Records contained in a dataset:
*** Block opens ***

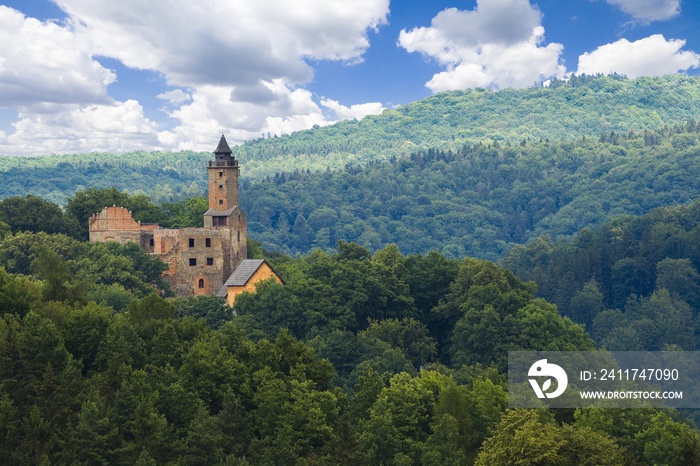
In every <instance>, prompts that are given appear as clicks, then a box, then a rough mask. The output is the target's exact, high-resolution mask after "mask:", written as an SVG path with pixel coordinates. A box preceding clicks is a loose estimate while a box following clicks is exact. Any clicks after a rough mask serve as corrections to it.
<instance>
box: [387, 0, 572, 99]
mask: <svg viewBox="0 0 700 466" xmlns="http://www.w3.org/2000/svg"><path fill="white" fill-rule="evenodd" d="M541 20H542V14H541V13H540V11H539V10H538V9H537V8H536V7H534V6H532V5H531V4H530V2H529V1H528V0H479V1H477V6H476V8H475V9H474V10H472V11H461V10H458V9H456V8H448V9H446V10H443V11H441V12H440V13H438V14H437V16H435V17H434V18H433V20H432V21H431V25H430V27H418V28H414V29H412V30H410V31H406V30H403V31H401V34H400V35H399V45H400V46H401V47H403V48H404V49H406V50H407V51H408V52H419V53H422V54H424V55H426V56H428V57H430V58H433V59H435V60H436V61H437V62H438V63H439V64H441V65H443V66H444V67H445V68H446V70H445V71H443V72H441V73H438V74H436V75H435V76H433V78H432V79H431V80H430V81H429V82H428V83H426V86H427V87H428V88H430V89H431V90H432V91H433V92H440V91H445V90H454V89H464V88H468V87H493V88H503V87H527V86H530V85H532V84H533V83H534V82H537V81H541V80H543V79H545V78H548V77H552V76H563V75H564V73H565V71H566V70H565V68H564V66H563V65H561V64H560V63H559V61H560V60H559V59H560V56H561V53H562V50H563V46H562V45H561V44H556V43H552V44H548V45H546V46H544V45H543V42H544V28H543V27H542V26H541V24H540V23H541Z"/></svg>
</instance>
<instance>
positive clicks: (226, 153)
mask: <svg viewBox="0 0 700 466" xmlns="http://www.w3.org/2000/svg"><path fill="white" fill-rule="evenodd" d="M231 153H232V151H231V148H230V147H229V145H228V142H226V138H225V137H224V135H223V134H222V135H221V139H219V145H218V146H217V147H216V150H215V151H214V154H216V155H224V154H226V155H231Z"/></svg>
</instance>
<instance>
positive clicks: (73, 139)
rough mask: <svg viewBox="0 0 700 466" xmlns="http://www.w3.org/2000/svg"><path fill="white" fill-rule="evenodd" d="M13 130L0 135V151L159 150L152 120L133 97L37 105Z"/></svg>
mask: <svg viewBox="0 0 700 466" xmlns="http://www.w3.org/2000/svg"><path fill="white" fill-rule="evenodd" d="M13 126H14V128H15V131H14V133H12V134H10V135H2V134H0V154H1V153H4V154H8V155H37V154H51V153H75V152H92V151H98V152H99V151H106V152H126V151H133V150H139V149H141V150H154V149H158V148H159V147H160V146H159V145H158V138H157V128H156V125H155V123H153V122H151V121H149V120H148V119H147V118H145V116H144V114H143V109H142V108H141V105H139V103H138V102H136V101H135V100H127V101H126V102H118V103H115V104H112V105H102V104H91V105H79V104H40V105H36V106H32V107H30V108H24V109H22V110H20V112H19V121H17V122H16V123H13Z"/></svg>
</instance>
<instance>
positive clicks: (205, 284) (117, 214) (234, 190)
mask: <svg viewBox="0 0 700 466" xmlns="http://www.w3.org/2000/svg"><path fill="white" fill-rule="evenodd" d="M232 154H233V153H232V151H231V148H230V147H229V145H228V143H227V142H226V138H225V137H224V136H223V135H222V136H221V139H220V140H219V145H218V147H217V148H216V150H215V151H214V160H210V161H209V163H208V166H207V174H208V187H209V190H208V195H209V210H207V211H206V212H205V213H204V218H203V226H202V227H188V228H161V227H160V226H158V225H156V224H146V223H141V222H136V221H134V218H133V217H132V215H131V212H129V211H128V210H127V209H125V208H123V207H119V206H112V207H105V208H104V209H102V211H100V212H97V213H95V214H94V215H93V216H92V217H91V218H90V219H89V221H88V226H89V231H90V241H98V242H101V241H116V242H118V243H121V244H124V243H126V242H133V243H136V244H139V245H140V246H141V248H142V249H143V250H144V251H146V252H148V253H151V254H153V255H156V256H158V257H160V258H161V259H162V260H163V262H165V263H166V264H167V266H168V269H167V270H166V271H165V272H163V278H164V279H165V280H167V281H168V282H169V283H170V285H171V287H172V289H173V292H174V293H175V295H177V296H198V295H202V294H213V293H214V292H215V291H216V290H218V289H220V288H221V286H222V285H223V283H224V281H225V280H226V277H229V276H230V275H231V273H232V272H233V271H234V270H236V267H237V266H238V265H239V264H240V263H241V262H242V261H244V260H245V258H246V256H247V245H246V240H247V237H248V228H247V222H246V217H245V213H244V212H242V211H241V209H240V208H239V203H238V177H239V168H240V167H239V165H238V160H236V158H235V157H233V155H232Z"/></svg>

*** Block closes ***

What is expected: Please output the records exactly, leaving the pictures out.

Reply to the task:
In every <instance>, prompts that are given appear as clicks, then a box, then a rough mask. The output is the target's exact, high-resolution mask after "mask:", written as an SVG path with pixel coordinates. A box preceding clicks is a loose estimate while a box following clicks is exact. Any clicks after a rough mask serve as corrections to it.
<instance>
box: [387, 0, 572, 99]
mask: <svg viewBox="0 0 700 466" xmlns="http://www.w3.org/2000/svg"><path fill="white" fill-rule="evenodd" d="M541 20H542V14H541V13H540V11H539V10H538V9H537V8H536V7H534V6H532V5H531V4H530V2H529V1H528V0H479V1H477V6H476V8H475V9H474V10H472V11H461V10H458V9H456V8H448V9H446V10H443V11H441V12H440V13H438V14H437V16H435V17H434V18H433V20H432V21H431V25H430V27H418V28H414V29H412V30H410V31H406V30H403V31H401V34H400V35H399V45H400V46H401V47H403V48H404V49H406V50H407V51H408V52H419V53H422V54H424V55H426V56H428V57H430V58H433V59H435V60H436V61H437V62H438V63H439V64H441V65H443V66H444V67H445V68H446V70H445V71H443V72H441V73H438V74H436V75H435V76H433V78H432V79H431V80H430V81H429V82H428V83H426V86H427V87H428V88H430V89H431V90H432V91H433V92H440V91H445V90H454V89H464V88H468V87H493V88H503V87H527V86H530V85H532V84H533V83H534V82H537V81H541V80H543V79H545V78H548V77H552V76H563V75H564V73H565V71H566V70H565V68H564V66H563V65H561V64H560V63H559V61H560V60H559V59H560V56H561V53H562V50H563V46H562V45H561V44H556V43H552V44H548V45H546V46H544V45H543V42H544V28H543V27H542V26H541V24H540V23H541Z"/></svg>
</instance>
<instance>
positive clicks: (226, 153)
mask: <svg viewBox="0 0 700 466" xmlns="http://www.w3.org/2000/svg"><path fill="white" fill-rule="evenodd" d="M231 153H232V151H231V148H230V147H229V145H228V142H226V138H225V137H224V135H223V134H222V135H221V139H219V145H218V146H217V147H216V150H215V151H214V154H216V155H224V154H226V155H231Z"/></svg>
</instance>
<instance>
positive clicks: (73, 139)
rough mask: <svg viewBox="0 0 700 466" xmlns="http://www.w3.org/2000/svg"><path fill="white" fill-rule="evenodd" d="M13 130L0 135V151L159 150L152 120L133 97L37 105Z"/></svg>
mask: <svg viewBox="0 0 700 466" xmlns="http://www.w3.org/2000/svg"><path fill="white" fill-rule="evenodd" d="M13 126H14V128H15V131H14V133H12V134H10V135H2V134H0V154H1V153H4V154H8V155H37V154H51V153H75V152H92V151H98V152H99V151H106V152H126V151H133V150H139V149H141V150H154V149H158V148H159V147H160V146H159V145H158V138H157V128H156V125H155V123H153V122H151V121H149V120H148V119H147V118H145V116H144V114H143V109H142V108H141V105H139V103H138V102H136V101H135V100H127V101H126V102H118V103H115V104H112V105H102V104H91V105H79V104H40V105H36V106H32V107H30V108H24V109H22V110H20V112H19V121H17V122H16V123H13Z"/></svg>
</instance>
<instance>
positive clicks: (205, 284) (117, 214) (234, 190)
mask: <svg viewBox="0 0 700 466" xmlns="http://www.w3.org/2000/svg"><path fill="white" fill-rule="evenodd" d="M232 154H233V153H232V151H231V148H230V147H229V145H228V143H227V142H226V138H225V137H224V136H223V135H222V136H221V139H220V140H219V145H218V147H217V148H216V150H215V151H214V160H210V161H209V163H208V166H207V174H208V187H209V190H208V195H209V210H207V211H206V212H205V213H204V218H203V226H202V227H188V228H161V227H160V226H158V225H156V224H146V223H141V222H136V221H134V218H133V217H132V215H131V212H129V211H128V210H127V209H125V208H123V207H119V206H112V207H105V208H104V209H102V211H100V212H97V213H95V214H94V215H93V216H92V217H91V218H90V219H89V221H88V226H89V231H90V241H98V242H101V241H116V242H118V243H121V244H124V243H126V242H133V243H136V244H139V245H140V246H141V248H142V249H143V250H144V251H146V252H148V253H151V254H153V255H156V256H158V257H160V258H161V259H162V260H163V262H165V263H166V264H167V266H168V269H167V270H166V271H165V272H163V278H164V279H165V280H167V281H168V282H169V283H170V285H171V287H172V289H173V292H174V293H175V295H177V296H198V295H202V294H213V293H214V292H215V291H216V290H218V289H220V288H221V286H222V285H223V283H224V281H225V280H226V277H229V276H230V275H231V273H232V272H233V271H234V270H236V267H237V266H238V265H239V264H240V263H241V262H242V261H244V260H245V258H246V256H247V245H246V240H247V237H248V228H247V222H246V217H245V213H244V212H242V211H241V209H240V208H239V203H238V177H239V168H240V167H239V165H238V160H236V158H235V157H233V155H232Z"/></svg>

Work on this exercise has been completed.